TASK GOAL: Keep going with the forum thread about losing a longtime therapist, starting right after its last line.

More threads by pocono

pocono

Member
Well, have not posted here in more than 6-7 years I think. Severe depression and multiple hospitalizations finally got under control. I owe much to a kind and caring therapist who stuck by me through thick and thin and saw me through many crisis, even our own, sometimes turbulent, relationship.

And now after seeing him for 11 year, he is gone. Passed away quite quickly from a progressive lung disease. I am bereft. Overcome with grief. And freighted to my core that the bad times will revisit me.

Advice and comfort sought.

Pocono
 

Retired

Member
Condolences for your loss, Pocono. I know the close relationship we can develop with our therapist, who becomes an integral part of our lives for years, in many cases.

A trusted confidant, an non judgemental advisor and a friend.

Many of us have shared your grief and hope, that this person's influence on you will guide you in the future. This would be a lasting tribute to his memory.

How are you doing during this difficult time? Do you have family and friends to whom you can reach out for support?
 
I too am sorry for your loss. hope also that you can find support with family or community to help you through your grief.
Please keep talking to us here as well ok so we can help you as well hugs
 

GDPR

GDPR
Member
I am sorry for your loss too.

That is one of my fears,and something I have discussed with my therapist a few times already.
 

PrincessX

Account Closed
So sorry for your loss, Pocono. In your case, grief is inevitable, normal reaction to his death.

AVAILABLE DATA:

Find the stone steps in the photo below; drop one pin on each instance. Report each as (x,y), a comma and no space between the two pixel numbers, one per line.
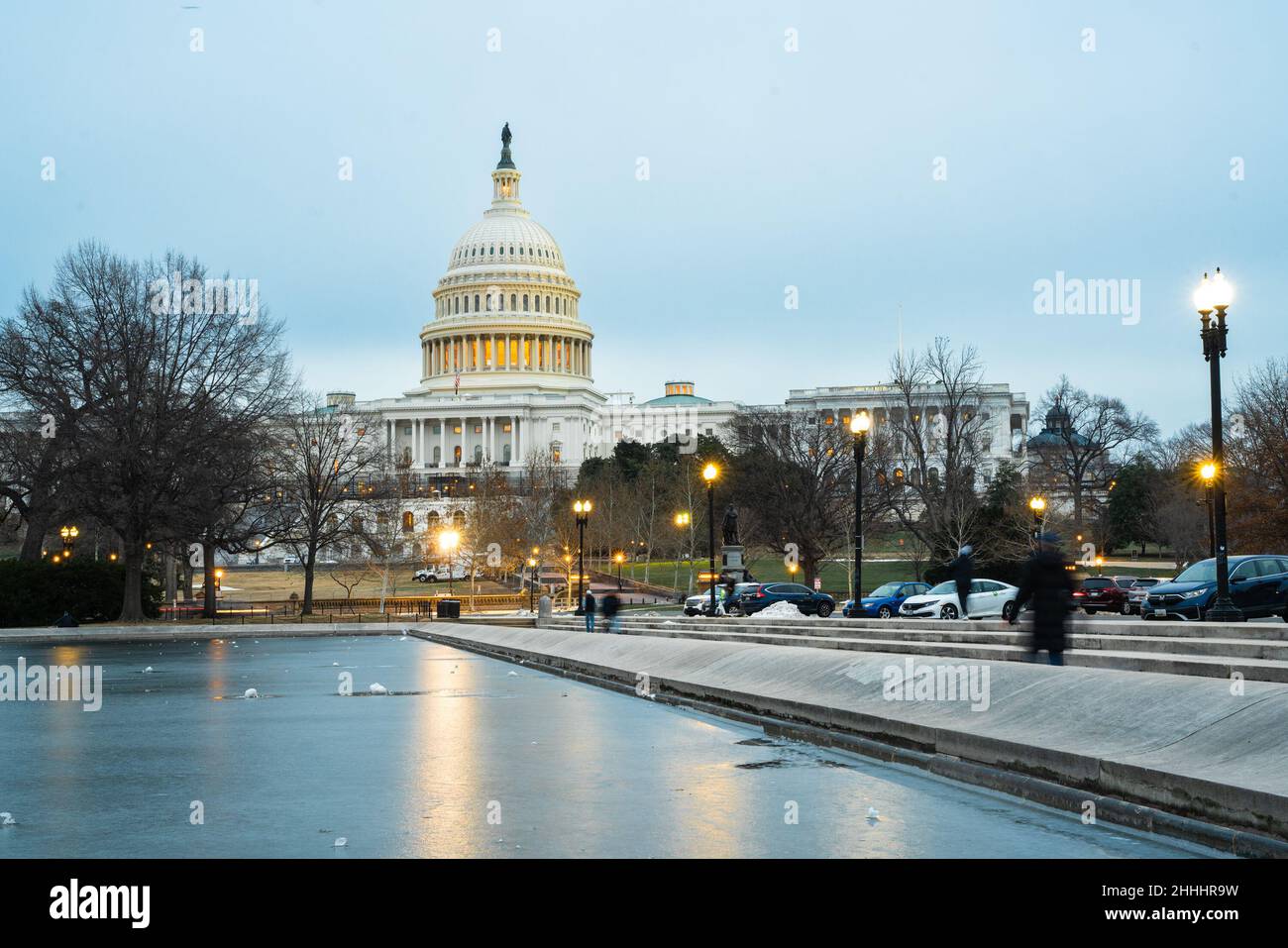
(1258,660)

EXERCISE ANSWER:
As Steve said, I hope you continue to apply the skills you learned in therapy and let this person's advice/knowledge guide you.
Regarding your fear that the bad times will revisit you, keep in mind that psychotherapy is a transferrable skill. Although, no one can replace the personal presence of the deceased, others practice this skill and might be able to
help you a lot, if you happen to be in crisis. This is why professional therapists keep written documentation, so that another professional can assist their clients, in case of unexpected events.
Might be helpful for you to book a grief session with another therapist, in order to receive help processing this event and guidance for your future treatment.
I am sure, the last thing your therapist would have wished for, is to interrupt your treatment/progress by his unexpected death.
 

MHealthJo

MVP, Forum Supporter
MVP
I'm so sorry for your loss.

Grief will occur, and it will be important to be gentle with yourself, letting yourself go through the grief in your own way and at your own pace.

As has been mentioned, someone that can receive your history is likely to be valuable in supporting you in this time, and also continuing to be a resource for you.

Although of course any relationship and connection cannot be replaced, the qualities you found in your therapist can be found in another practitioner and other people, and in time you can develop a valuable supportive therapy relationship again.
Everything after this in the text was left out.